What the exercise asks -> Select and copy every line in the records below that contains the string "detect". Case counts.

--------------------

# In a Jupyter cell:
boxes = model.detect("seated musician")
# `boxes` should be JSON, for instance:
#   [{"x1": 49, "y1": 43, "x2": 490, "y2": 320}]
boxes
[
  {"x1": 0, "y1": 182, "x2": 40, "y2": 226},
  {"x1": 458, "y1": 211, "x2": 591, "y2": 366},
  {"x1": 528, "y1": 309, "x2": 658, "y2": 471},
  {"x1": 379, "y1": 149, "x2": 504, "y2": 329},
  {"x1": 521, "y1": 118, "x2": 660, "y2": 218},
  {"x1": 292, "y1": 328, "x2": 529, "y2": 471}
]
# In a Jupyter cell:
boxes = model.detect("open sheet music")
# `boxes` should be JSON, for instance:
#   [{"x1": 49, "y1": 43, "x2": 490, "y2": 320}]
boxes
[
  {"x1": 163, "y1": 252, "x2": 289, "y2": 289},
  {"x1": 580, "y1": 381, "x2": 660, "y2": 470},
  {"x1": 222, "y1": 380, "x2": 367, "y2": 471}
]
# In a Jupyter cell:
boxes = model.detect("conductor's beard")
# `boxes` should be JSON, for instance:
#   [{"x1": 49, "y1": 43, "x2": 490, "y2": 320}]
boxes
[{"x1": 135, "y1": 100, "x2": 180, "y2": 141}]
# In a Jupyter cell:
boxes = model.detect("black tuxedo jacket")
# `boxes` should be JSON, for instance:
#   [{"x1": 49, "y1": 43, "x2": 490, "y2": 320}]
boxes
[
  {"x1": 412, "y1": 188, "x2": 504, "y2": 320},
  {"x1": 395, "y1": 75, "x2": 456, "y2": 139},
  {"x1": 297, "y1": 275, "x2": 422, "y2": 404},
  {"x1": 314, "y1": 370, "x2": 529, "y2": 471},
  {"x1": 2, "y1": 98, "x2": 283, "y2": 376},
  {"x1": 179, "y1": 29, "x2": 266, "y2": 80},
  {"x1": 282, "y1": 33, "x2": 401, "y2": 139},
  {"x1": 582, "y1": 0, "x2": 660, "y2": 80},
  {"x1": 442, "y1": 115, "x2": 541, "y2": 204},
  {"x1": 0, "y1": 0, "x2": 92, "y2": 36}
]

--------------------

Task solution ->
boxes = model.detect("seated musician")
boxes = model.detect("open sheet music")
boxes = model.detect("conductor's beard")
boxes = model.detect("black tuxedo jacket")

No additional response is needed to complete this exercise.